## Work instructions
Rewrite the paragraph starting "In humans, acute aerobic exercise" from the text below on exercise and histamine as a short bulleted list that keeps its main facts.

Mast cell degranulation and de novo histamine formation contribute to sustained postexercise vasodilation in humans

In humans, acute aerobic exercise elicits a sustained postexercise vasodilation within previously active skeletal muscle. This response is dependent on activation of histamine H-1 and H-2 receptors, but the source of intramuscular histamine remains unclear. We tested the hypothesis that interstitial histamine in skeletal muscle would be increased with exercise and would be dependent on de novo formation via the inducible enzyme histidine decarboxylase and/or mast cell degranulation. Subjects performed 1 h of unilateral dynamic kneeextension exercise or sham (seated rest). We measured the interstitial histamine concentration and local blood flow (ethanol washout) via skeletal muscle microdialysis of the vastus lateralis. In some probes, we infused either alpha-fluoromethylhistidine hydrochloride (alpha-FMH), a potent inhibitor of histidine decarboxylase, or histamine H-1/H-2-receptor blockers. We also measured interstitial tryptase concentrations, a biomarker of mast cell degranulation. Compared with preexercise, histamine was increased after exercise by a change (Delta) of 4.2 +/- 1.8 ng/ml (P < 0.05), but not when alpha-FMH was administered (Delta-0.3 +/- 1.3 ng/ml, P < 0.9). Likewise, local blood flow after exercise was reduced to preexercise levels by both alpha-FMH and H-1/H-2 blockade. In addition, tryptase was elevated during exercise by -6.8 +/- 1.1 ng/ml (P < 0.05). Taken together, these data suggest that interstitial histamine in skeletal muscle increases with exercise and results from both de novo formation and mast cell degranulation. This suggests that exercise produces an anaphylactoid signal, which affects recovery, and may influence skeletal muscle blood flow during exercise.

## Stored data
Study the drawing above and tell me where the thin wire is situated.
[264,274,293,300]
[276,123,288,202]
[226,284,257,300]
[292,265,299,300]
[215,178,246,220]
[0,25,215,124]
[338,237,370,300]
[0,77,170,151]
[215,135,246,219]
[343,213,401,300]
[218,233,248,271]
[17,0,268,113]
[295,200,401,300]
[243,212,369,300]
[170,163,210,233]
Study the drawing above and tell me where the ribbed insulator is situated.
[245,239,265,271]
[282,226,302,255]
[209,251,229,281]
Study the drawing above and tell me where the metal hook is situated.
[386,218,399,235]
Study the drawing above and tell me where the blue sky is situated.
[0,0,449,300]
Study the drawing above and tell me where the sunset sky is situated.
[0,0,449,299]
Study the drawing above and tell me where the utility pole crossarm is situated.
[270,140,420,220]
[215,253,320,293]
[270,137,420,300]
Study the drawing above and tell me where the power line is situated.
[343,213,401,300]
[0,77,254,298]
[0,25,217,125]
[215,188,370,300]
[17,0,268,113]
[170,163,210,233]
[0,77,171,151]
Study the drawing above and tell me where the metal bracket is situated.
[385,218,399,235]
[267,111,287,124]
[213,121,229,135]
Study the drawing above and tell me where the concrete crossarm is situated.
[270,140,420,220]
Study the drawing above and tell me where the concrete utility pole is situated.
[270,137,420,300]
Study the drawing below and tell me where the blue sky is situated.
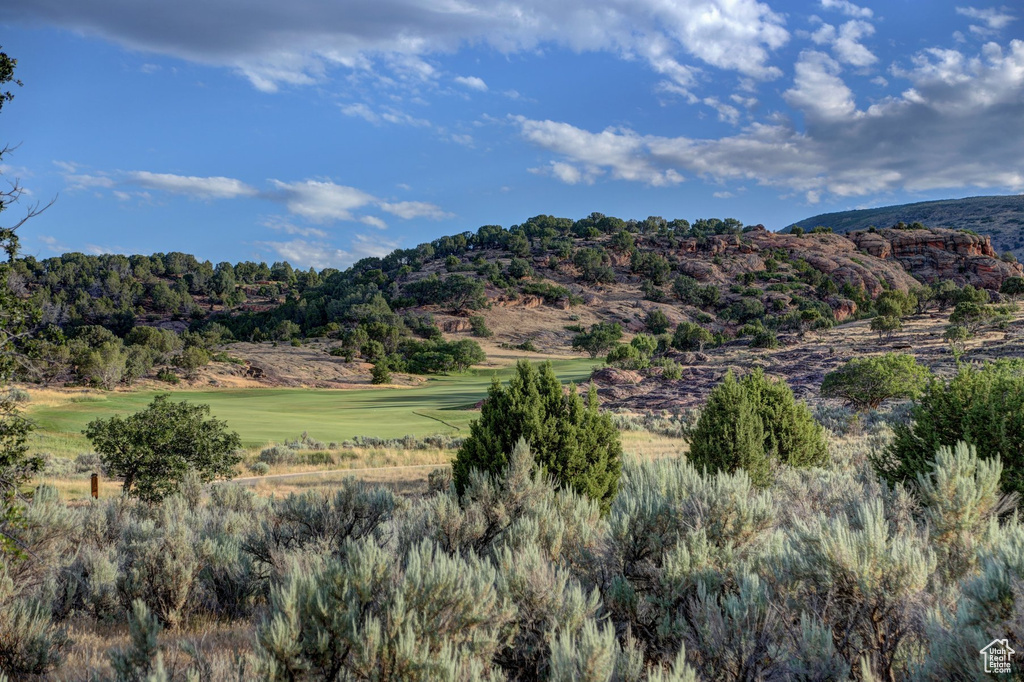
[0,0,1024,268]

---

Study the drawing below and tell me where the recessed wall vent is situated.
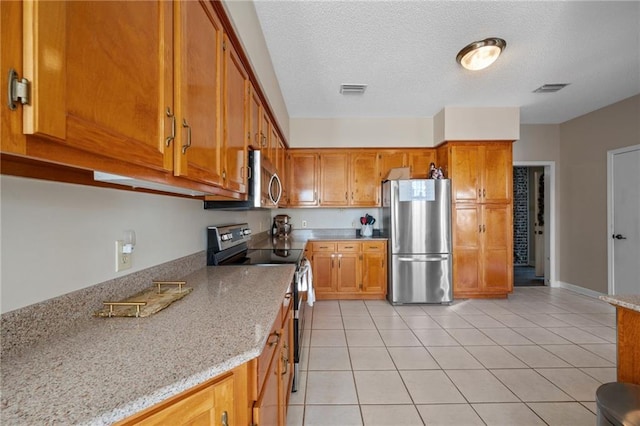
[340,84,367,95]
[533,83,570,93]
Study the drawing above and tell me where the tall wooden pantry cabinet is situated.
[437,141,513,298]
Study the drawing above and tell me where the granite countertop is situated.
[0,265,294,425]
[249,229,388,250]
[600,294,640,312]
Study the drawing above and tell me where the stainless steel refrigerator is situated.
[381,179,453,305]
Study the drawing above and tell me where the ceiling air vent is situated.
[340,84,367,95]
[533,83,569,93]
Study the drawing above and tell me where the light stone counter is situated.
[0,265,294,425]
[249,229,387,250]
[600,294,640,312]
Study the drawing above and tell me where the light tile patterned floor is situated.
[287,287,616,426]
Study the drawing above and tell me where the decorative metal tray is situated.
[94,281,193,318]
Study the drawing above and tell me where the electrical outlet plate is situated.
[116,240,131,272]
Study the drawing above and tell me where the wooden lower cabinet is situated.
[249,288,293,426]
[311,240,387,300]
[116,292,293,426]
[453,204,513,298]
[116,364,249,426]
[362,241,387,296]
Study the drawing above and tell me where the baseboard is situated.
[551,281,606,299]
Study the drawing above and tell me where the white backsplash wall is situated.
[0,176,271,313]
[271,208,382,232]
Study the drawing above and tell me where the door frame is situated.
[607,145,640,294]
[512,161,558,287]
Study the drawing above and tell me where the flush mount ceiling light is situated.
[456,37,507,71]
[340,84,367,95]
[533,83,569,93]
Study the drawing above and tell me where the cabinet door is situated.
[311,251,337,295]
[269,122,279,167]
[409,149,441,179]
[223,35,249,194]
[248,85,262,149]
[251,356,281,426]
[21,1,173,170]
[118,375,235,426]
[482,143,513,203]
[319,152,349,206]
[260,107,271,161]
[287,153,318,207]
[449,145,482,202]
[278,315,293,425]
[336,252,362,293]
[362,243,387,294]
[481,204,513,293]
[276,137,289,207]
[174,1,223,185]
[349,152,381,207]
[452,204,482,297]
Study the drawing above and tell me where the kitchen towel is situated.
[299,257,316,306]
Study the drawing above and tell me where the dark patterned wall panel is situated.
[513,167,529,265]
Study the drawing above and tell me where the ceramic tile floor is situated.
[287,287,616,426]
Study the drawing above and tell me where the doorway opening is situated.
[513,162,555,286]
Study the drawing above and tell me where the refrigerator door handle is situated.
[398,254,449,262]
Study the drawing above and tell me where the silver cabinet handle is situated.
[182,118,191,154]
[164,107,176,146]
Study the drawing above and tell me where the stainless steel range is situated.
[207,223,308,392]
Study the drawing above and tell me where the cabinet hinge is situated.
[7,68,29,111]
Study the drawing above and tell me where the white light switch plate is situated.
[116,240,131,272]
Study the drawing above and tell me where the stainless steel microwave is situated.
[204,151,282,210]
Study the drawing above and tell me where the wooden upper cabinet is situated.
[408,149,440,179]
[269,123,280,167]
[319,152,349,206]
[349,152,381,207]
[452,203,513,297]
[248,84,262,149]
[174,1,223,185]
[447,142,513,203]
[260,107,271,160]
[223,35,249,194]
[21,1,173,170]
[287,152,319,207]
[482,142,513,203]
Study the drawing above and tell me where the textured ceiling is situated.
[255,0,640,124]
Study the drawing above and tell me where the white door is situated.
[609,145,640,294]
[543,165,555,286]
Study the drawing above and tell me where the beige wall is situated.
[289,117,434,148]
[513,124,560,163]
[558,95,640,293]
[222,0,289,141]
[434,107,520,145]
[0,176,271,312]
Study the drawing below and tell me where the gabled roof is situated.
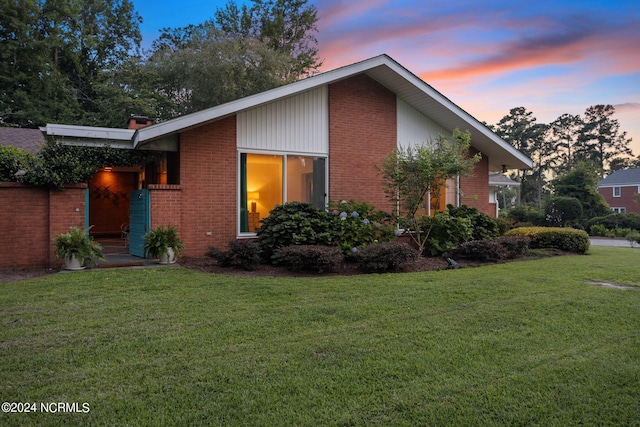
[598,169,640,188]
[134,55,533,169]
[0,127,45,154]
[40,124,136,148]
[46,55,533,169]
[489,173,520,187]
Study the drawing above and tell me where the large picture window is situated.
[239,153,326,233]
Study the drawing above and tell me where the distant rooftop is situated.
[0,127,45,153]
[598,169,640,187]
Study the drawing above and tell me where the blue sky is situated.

## Exercise result
- After aerobic exercise, blood vessels in the muscles that were used stay widened for a while. This depends on histamine H-1 and H-2 receptors, but where the histamine in the muscle comes from was unclear.
- The idea being tested was that histamine in the muscle tissue rises with exercise, either because it is newly made by the enzyme histidine decarboxylase, because mast cells release it, or both.
- Subjects did 1 hour of one-leg knee-extension exercise or sat at rest as a sham.
- Histamine levels and local blood flow in the vastus lateralis were measured by microdialysis. Some probes delivered alpha-FMH, which blocks histidine decarboxylase, or H-1/H-2 receptor blockers.
- Tryptase, a marker of mast cell release, was also measured.
- Histamine rose after exercise by 4.2 ± 1.8 ng/ml (P < 0.05), but not when alpha-FMH was given.
- Both alpha-FMH and H-1/H-2 blockade brought blood flow after exercise back down to pre-exercise levels.
- Tryptase went up during exercise.
- Conclusion: histamine in the muscle rises with exercise, both from new production and from mast cell release. This points to an anaphylactoid signal that affects recovery and may influence muscle blood flow during exercise.